Work item: Pick out the lines below that contain the string "appreciated" and copy them all.

Records to process:
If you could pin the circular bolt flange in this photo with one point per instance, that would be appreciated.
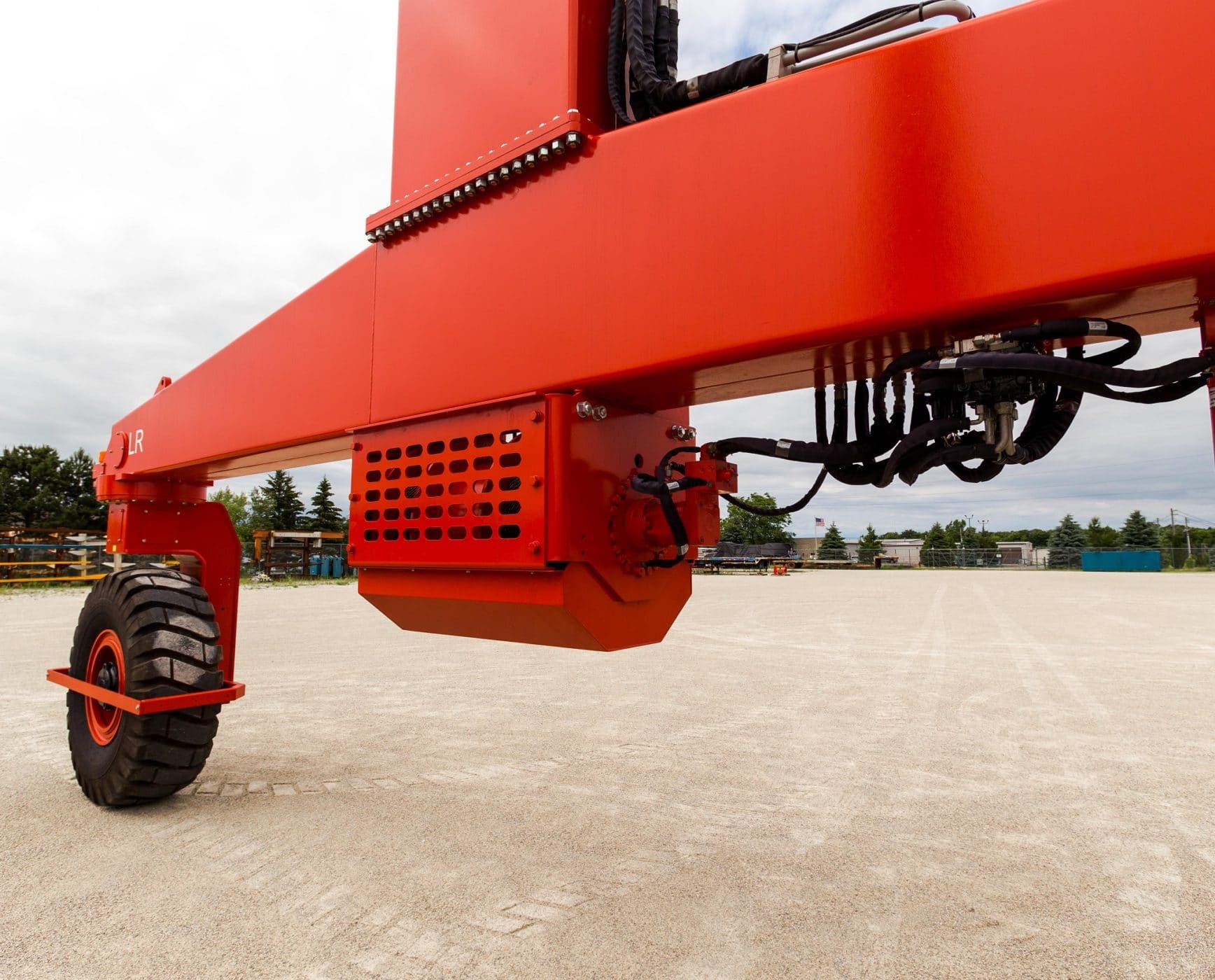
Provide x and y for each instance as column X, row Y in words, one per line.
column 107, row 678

...

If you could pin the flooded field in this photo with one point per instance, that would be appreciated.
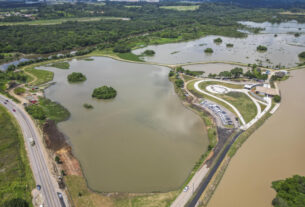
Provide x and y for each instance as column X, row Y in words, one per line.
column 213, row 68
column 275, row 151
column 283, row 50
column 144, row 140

Result:
If you could pin the circular bolt flange in this photo with one point per instance, that would be appreciated.
If you could pin the flooded field in this photo with one point per instance, that would be appreciated.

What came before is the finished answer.